REQUEST A
Lay out the rows below as a Markdown table with columns No. and Line, running from the line containing "segment --target baby" through the line containing "Mark the region of every instance of the baby." and leaving out blank lines.
==== DOCUMENT TEXT
A week before the 1980 presidential election, Ronald Reagan famously asked a debate audience, “Are you better off than you were four years ago?” Though political circumstances change, the question remains: are we in the U.S. better off than we were in the past? Can we expect to be better off in the future? And, most important for the readers of this column, what role will design engineers play in future improvements to the U.S. standard of living?
Economist Robert J. Gordon has pondered these questions most of his life, and has delivered his answers in the form of a 762-page book called The Rise and Fall of American Growth: The U.S. Standard of Living Since the Civil War. The book confirms something that I have long suspected, and makes hard-databased predictions that engineers need to bear in mind.
Gordon’s basic message is simple. The period 1940 to 1970 – the economic golden age when a U.S. citizen with only a high-school education could get a good job, marry, have children, and afford a new house and a new car – was very likely unique, and will never return. Gordon judges its uniqueness by a measure he calls “total factor productivity” or TFP.
You have probably heard of gross national product, or GNP, which is basically the total output of a nation’s goods and services. As I understand it, TFP is the amount of economic output for a given input of labor and capital. Any innovation that lets someone produce more value (a widget or a service) with fewer people or fewer dollars invested in capital equipment will increase TFP. And a growing TFP is what makes an economy attractive to live in. It opens up good employment opportunities, encourages productive investment, and makes life easier in general.
As Gordon shows in near-exhaustive detail, that is just what happened in the U.S. as the nation shook off the effects of the Great Depression in its all-out effort to out-produce the Axis during World War II. Once the great engines of production got going during the war, they managed a smooth transition to making the peacetime abundance of consumer goods that characterized the 1950s: cars, TVs, air conditioning, computers, and all the rest. But once that wave of innovation ended, things slowed down again.
To quote data from just one of the hundreds of graphs and charts in the book, in the period 1890 to 1920, TFP in the U.S. rose at an average rate of 0.5 percent a year. From 1920 to 1970, it sped up to about 1.8 percent a year. And from 1970 to 2014, TFP fell back down to only about 0.6 percent per year. In a numerical nutshell, that is the story Gordon tells.
Couldn’t it happen again? Not in the U.S., Gordon says. Barring some unanticipated universal disaster, you can wire a nation for electricity and pipe it for indoor plumbing and air-condition its buildings only once. The profound technological innovations that made everyday life and work much more pleasant now than for the preceding several thousand years took place in the U.S. largely between 1920 and 1970. It is very hard to imagine any comparable future innovations that could make as much of a positive difference to the everyday lives of most people as automobiles, clean water, sanitary sewers, electricity, and air conditioning have made already.
========
==== SUPPLIED MATERIAL
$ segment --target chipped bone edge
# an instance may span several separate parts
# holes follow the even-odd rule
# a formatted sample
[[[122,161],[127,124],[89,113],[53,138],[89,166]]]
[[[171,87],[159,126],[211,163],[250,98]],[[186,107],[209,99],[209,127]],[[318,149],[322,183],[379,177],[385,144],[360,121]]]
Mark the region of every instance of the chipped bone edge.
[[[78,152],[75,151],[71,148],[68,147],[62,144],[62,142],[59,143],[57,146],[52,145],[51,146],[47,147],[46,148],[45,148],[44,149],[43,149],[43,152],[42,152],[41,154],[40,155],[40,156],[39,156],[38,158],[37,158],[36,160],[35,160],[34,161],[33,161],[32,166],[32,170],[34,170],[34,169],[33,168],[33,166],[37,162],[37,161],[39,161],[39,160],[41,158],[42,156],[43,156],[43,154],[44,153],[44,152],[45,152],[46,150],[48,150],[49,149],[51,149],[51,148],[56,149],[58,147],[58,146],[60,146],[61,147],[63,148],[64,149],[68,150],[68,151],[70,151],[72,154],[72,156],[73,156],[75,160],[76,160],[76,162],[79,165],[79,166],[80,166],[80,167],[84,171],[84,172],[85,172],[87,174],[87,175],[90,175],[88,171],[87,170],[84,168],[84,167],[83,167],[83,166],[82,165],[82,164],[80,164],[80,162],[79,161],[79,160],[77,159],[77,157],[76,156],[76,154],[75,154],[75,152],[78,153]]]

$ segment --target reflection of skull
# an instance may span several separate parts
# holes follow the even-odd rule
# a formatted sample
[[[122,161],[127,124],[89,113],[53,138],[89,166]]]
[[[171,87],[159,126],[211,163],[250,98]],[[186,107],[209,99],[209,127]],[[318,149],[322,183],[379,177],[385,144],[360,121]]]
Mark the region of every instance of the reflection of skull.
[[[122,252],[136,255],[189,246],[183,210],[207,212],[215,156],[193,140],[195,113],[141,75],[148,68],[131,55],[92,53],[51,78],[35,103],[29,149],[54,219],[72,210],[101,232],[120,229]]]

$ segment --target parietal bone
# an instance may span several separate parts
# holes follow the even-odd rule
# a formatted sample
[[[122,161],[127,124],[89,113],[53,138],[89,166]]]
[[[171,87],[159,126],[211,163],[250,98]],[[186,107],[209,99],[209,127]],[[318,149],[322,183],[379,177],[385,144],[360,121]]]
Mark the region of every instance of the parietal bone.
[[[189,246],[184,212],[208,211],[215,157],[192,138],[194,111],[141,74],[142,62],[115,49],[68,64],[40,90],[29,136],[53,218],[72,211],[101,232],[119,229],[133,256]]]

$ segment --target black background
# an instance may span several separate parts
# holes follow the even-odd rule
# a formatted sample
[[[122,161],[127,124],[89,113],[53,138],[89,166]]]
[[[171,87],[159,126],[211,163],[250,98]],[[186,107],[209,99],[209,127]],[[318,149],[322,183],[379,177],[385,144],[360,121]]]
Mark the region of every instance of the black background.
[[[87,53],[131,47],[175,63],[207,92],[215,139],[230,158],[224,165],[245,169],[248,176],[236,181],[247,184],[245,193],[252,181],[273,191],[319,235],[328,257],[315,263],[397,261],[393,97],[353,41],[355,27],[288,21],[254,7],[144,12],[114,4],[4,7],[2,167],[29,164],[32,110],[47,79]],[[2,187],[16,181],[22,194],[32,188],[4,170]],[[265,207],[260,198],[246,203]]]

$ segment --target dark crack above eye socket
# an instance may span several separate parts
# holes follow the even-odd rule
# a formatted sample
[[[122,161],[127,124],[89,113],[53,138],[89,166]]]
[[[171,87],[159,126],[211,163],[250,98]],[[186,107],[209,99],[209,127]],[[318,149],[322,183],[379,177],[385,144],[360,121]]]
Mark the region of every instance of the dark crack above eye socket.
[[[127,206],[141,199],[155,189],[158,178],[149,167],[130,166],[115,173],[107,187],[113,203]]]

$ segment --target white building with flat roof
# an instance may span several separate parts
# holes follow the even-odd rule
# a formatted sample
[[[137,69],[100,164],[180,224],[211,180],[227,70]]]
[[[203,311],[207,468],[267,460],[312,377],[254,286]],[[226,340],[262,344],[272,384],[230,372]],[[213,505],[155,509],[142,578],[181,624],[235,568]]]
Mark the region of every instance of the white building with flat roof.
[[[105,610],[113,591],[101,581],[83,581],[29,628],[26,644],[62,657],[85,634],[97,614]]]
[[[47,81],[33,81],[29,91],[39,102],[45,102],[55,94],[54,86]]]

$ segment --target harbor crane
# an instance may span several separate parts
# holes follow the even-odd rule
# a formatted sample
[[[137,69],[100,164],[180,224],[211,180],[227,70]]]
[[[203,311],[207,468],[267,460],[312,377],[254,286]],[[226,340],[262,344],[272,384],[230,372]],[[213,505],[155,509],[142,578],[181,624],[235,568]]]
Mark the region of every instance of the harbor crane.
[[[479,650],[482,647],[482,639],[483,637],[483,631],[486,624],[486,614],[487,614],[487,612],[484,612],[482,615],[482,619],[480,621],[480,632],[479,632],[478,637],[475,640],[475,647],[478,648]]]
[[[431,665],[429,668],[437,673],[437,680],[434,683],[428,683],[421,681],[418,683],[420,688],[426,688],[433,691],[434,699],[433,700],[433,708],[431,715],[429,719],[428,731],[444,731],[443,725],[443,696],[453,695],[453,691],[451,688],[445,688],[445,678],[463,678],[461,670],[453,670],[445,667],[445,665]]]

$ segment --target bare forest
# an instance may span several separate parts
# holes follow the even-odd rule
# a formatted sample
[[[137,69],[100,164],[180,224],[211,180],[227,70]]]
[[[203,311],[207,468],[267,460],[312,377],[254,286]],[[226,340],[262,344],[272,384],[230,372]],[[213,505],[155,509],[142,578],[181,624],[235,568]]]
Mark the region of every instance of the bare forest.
========
==== SUPPLIED MATERIAL
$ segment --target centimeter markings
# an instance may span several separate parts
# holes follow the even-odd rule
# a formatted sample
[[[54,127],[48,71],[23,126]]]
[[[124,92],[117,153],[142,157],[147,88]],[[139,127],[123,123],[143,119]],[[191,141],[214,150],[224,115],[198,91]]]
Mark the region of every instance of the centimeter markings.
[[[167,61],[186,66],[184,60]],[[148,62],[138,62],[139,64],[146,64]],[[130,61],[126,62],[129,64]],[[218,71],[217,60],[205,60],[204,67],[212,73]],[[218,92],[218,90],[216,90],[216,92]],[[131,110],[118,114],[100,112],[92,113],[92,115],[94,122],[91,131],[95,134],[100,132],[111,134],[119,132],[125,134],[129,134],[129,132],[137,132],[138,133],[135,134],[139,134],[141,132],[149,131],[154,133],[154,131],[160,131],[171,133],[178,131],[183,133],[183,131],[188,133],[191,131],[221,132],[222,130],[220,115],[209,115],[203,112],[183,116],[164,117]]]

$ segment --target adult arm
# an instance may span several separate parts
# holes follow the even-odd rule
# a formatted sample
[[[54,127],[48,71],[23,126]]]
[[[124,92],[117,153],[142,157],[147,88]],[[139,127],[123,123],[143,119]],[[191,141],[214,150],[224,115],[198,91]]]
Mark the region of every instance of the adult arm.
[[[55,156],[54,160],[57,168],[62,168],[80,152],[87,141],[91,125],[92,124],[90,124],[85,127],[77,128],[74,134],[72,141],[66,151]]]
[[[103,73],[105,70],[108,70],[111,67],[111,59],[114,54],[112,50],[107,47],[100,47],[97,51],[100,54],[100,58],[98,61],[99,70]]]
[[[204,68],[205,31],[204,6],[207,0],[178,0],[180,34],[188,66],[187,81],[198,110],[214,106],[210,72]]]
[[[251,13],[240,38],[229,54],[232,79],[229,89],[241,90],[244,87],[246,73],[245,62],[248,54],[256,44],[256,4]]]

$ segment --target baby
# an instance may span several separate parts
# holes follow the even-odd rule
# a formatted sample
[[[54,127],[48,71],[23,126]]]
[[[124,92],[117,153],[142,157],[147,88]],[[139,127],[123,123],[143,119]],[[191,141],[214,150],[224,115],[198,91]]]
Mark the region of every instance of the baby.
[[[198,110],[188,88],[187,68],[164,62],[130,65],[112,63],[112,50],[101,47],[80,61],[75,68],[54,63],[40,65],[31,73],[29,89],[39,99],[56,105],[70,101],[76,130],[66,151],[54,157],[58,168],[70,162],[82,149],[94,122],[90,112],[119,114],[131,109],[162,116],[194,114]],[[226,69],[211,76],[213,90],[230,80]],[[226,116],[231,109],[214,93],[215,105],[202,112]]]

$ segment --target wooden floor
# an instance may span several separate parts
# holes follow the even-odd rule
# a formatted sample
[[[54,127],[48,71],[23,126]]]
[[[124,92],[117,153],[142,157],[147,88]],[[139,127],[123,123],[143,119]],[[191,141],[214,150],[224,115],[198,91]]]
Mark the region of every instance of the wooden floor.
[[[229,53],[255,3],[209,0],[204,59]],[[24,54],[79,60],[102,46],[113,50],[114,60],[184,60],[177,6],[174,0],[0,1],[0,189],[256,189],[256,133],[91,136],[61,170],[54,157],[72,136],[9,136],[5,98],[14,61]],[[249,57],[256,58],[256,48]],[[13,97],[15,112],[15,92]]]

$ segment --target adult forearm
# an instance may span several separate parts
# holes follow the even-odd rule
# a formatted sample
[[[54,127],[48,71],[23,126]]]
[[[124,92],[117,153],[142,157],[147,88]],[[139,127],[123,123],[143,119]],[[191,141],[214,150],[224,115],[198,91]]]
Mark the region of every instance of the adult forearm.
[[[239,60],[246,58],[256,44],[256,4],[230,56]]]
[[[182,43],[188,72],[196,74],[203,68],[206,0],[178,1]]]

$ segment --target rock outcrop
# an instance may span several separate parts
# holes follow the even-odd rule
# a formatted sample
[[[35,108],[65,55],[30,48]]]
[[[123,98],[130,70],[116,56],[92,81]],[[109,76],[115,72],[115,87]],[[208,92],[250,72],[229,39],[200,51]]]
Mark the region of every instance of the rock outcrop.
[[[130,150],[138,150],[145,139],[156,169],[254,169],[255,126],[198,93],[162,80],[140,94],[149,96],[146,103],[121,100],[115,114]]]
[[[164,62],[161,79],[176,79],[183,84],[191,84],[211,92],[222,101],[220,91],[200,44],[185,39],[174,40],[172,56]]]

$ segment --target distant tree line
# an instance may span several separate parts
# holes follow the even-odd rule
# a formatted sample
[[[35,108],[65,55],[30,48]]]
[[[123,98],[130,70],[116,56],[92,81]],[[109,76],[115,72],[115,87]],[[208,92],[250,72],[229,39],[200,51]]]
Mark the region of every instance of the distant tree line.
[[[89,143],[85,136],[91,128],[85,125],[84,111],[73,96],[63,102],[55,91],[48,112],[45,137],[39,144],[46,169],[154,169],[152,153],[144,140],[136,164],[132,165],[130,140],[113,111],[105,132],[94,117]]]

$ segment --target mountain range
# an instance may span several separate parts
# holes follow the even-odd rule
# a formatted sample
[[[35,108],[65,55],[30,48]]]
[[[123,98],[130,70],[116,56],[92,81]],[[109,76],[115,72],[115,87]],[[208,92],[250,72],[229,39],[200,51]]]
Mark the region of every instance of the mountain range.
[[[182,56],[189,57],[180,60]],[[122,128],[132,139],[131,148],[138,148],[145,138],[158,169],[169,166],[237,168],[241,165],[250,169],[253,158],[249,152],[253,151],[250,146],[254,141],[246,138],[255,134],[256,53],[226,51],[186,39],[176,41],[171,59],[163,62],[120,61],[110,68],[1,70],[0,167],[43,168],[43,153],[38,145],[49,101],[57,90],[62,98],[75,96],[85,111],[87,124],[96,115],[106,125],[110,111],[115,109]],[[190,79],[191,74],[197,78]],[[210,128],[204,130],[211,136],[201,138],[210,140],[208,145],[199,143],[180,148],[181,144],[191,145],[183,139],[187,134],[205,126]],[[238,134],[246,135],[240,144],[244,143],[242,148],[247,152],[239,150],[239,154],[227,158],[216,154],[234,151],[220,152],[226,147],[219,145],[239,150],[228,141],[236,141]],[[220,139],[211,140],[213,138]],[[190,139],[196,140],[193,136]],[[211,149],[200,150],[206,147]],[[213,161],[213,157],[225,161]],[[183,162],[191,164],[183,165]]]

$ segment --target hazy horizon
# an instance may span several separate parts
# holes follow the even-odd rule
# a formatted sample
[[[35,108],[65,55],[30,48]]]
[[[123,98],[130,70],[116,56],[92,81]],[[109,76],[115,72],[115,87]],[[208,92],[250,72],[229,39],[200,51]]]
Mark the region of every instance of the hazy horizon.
========
==== SUPPLIED MATERIAL
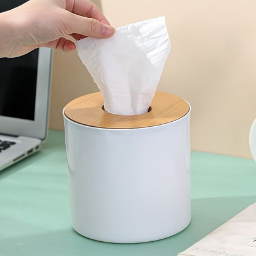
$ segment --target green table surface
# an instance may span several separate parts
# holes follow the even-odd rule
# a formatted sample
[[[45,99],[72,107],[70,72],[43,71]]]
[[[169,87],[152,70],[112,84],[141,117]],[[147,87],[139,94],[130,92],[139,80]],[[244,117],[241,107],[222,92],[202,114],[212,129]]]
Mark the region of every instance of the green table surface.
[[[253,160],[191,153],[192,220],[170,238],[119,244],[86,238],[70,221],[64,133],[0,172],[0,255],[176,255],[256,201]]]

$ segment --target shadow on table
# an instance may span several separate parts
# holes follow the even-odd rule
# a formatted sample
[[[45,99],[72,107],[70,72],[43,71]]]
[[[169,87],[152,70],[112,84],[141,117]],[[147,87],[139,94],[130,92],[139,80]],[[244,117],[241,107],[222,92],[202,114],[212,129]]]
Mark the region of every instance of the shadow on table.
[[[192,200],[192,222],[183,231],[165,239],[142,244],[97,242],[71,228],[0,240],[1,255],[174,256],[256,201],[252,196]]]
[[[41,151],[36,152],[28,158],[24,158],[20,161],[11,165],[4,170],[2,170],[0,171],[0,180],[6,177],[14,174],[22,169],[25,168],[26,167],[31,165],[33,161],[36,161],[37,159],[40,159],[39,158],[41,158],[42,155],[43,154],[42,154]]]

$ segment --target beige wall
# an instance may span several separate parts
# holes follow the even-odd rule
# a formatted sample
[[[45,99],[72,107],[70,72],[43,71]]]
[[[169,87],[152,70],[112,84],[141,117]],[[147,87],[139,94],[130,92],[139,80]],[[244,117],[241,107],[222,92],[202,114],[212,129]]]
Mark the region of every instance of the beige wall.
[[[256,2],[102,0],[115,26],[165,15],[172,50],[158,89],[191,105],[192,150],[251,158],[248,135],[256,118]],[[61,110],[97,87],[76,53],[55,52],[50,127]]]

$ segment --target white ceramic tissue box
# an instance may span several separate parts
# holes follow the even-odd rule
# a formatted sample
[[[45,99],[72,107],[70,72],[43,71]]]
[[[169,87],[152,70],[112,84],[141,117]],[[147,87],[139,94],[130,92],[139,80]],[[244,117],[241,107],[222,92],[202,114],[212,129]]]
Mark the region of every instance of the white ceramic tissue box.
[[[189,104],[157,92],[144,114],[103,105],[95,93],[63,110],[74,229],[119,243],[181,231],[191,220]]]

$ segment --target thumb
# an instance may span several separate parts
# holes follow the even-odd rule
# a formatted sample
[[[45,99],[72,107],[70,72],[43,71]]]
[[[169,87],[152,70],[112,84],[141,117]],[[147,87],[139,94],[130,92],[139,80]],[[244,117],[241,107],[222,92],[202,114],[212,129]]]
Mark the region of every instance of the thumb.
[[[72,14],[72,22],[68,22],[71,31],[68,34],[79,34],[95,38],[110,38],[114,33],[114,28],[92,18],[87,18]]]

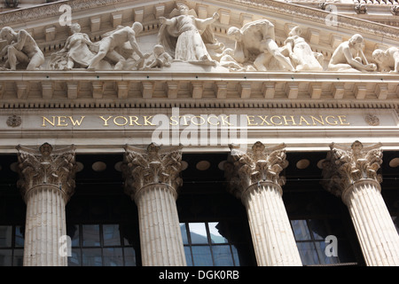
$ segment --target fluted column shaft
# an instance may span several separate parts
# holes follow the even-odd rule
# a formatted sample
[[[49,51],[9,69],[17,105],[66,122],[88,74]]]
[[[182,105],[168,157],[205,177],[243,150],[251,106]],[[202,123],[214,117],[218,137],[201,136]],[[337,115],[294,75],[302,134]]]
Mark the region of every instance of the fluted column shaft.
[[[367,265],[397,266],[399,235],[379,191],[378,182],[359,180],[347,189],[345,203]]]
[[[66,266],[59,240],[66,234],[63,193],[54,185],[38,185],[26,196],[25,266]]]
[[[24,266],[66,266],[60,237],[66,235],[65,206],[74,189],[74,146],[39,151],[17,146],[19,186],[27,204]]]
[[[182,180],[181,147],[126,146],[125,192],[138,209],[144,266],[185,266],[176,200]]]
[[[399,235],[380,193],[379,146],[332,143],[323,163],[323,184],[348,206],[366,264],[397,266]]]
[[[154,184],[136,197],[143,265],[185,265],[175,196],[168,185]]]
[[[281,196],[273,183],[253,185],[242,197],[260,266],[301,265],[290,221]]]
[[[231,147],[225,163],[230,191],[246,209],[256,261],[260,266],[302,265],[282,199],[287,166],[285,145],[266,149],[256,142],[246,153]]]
========
REQUEST B
Carry on the column about American economic growth from the point where it stops.

EXERCISE RESPONSE A
| No. | Line |
|---|---|
| 1 | $ segment --target baby |
| 2 | # an instance may span several separate parts |
| 3 | # holes follow the even-odd rule |
| 4 | # a formatted sample |
| 5 | [[[54,127],[48,71],[23,126]]] |
| 6 | [[[124,92],[117,153],[142,157],[147,88]],[[139,127],[123,123],[143,119]],[[191,141],[214,150],[224,115],[198,91]]] |
| 7 | Mark the region of every instance of the baby. |

EXERCISE RESPONSE B
But what about the rapidly increasing pace of innovations that design engineers face every day? Product life cycles that used to be measured in years are now measured in months or weeks, which is why designers are so busy keeping up with the competition and taking advantage of new components and software.
Gordon distinguishes sharply between the pace of innovation, which he admits is speeding up, and the impact of innovation. Yes, smart phones, Facebook, streaming TV shows over the Internet, and other such innovations have wrought huge and rapid changes in some industries. But these communications-technology innovations have not contributed to TFP nearly as much as the innovations of the earlier twentieth century did.
Fortunately, there will always be something for design engineers to do. But it may be more along the lines of changes in style than of fundamental improvements in the quality of life. Volkswagen’s New Beetle and Chrysler’s PT Cruiser may be the shape of things to come: products that embody forms from the past, but with updated technology. Up to now, engineers have rarely thought like dress designers, who face the perennial problem that there are only so many ways to clothe the naked human body, but manage to come up with new styles every season.
If Gordon is right, the future of engineering design may look more like fashion design: a constant reshuffling of the same basic ingredients. In such a world, there will always be novel products for engineers to design. But if Gordon is right, novelty, rather than fundamental improvements in the standard of living, will be the main reason that people buy them.
Do you think the best years of American economic growth are behind us, or do you think there will be another technological advance that will surpass what happened in the 1940 to 1970 period? Send your response to [email protected].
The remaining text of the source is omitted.